* _Отрывок_:

1. Усилить бдительность и всеми видами разведки вскрыть группировку и направление ударов противника.

2. Подготовить артиллерию для контрподготовки…

3. Тщательно продумать и подготовить вопросы противотанковой обороны, а также частных и общих контратак.

4. Подготовить противовоздушную оборону для отражения атак авиации противника.

5. Получение и мероприятия донести…

Конев, Лестев, Соколовский. 26.9.41 года».

Хотя в этом приказе и ставилась задача подготовить артиллерию для проведения контрподготовки, но выполнить ее армии практически не смогли из-за ограниченного количества и артиллерии, и боеприпасов.

В ответ на наши донесения и просьбы мы 27 сентября получили из Ставки директиву. В ней приказывалось перейти к упорной обороне и провести экстренные мероприятия, связанные с укреплением оборонительных рубежей. Директива была явно дана с опозданием, но она подтверждала мероприятия фронтов по усилению обороны, которые уже проводились. Однако в тот же день фронт вновь отдал боевое распоряжение командармам: мобилизовать все силы армий, дивизий, включая и тыловые части и учреждения, с целью закопать все прочно в землю. Вырыть окопы полного профиля и несколько линий с ходами сообщения, построить проволочные заграждения, противотанковые препятствия, дзоты. За счет развития оборонительных сооружений постепенно увеличивать армейские резервы.

Командование всех степеней, штабы, политорганы, войска – все деятельно и активно готовились к отражению наступления гитлеровских войск. Все были проникнуты единым стремлением упорно драться за каждый метр советской земли. Командование фронта ежедневно докладывало в Ставку о готовящемся наступлении противника, принимаемых мерах и планах оборонительных действий и просило Ставку усилить фронт танками, авиацией, а также ориентировать нас, на какое усиление Западный фронт может рассчитывать в процессе ведения оборонительной операции.

В случае перехода противника в общее наступление с нанесением главного удара на смоленско-вяземском и вспомогательном ржевском направлениях планом оборонительных действий фронта предусматривалось:

1. Жесткой обороной в тактической полосе разбить наступающего противника.

2. В случае прорыва противника в глубину бить его на подготовленных в глубине оборонительных рубежах с одновременным контрударом фронтовых резервов.

* _Выполните задания_:
1. Перепишите из отрывка фрагмент от слов «2. Подготовить артиллерию для» до слов «атак авиации противника.» включительно.
2. Какого числа согласно отрывку была получена директива Ставки с приказом перейти к упорной обороне?
3. Почему армии, как сказано в отрывке, практически не смогли выполнить задачу по проведению контрподготовки?
Листинг для этой работы не понадобится.

* _Исходные данные_:

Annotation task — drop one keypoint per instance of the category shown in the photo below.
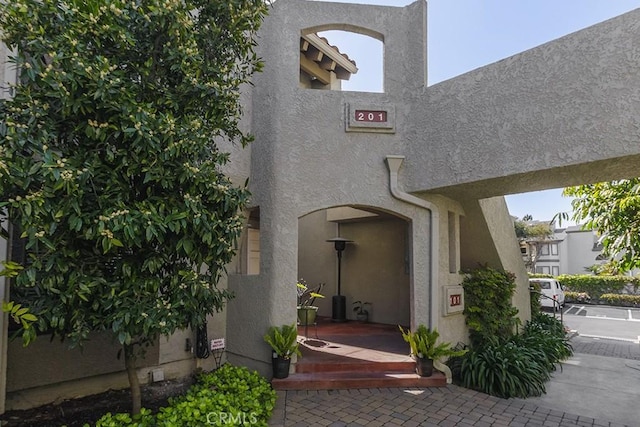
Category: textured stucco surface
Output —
(560, 114)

* _Ответы к заданиям_:
1.
2. Подготовить артиллерию для контрподготовки…

3. Тщательно продумать и подготовить вопросы противотанковой обороны, а также частных и общих контратак.

4. Подготовить противовоздушную оборону для отражения атак авиации противника.

2. 27 сентября.

3. Армиям не хватало ни артиллерии, ни боеприпасов.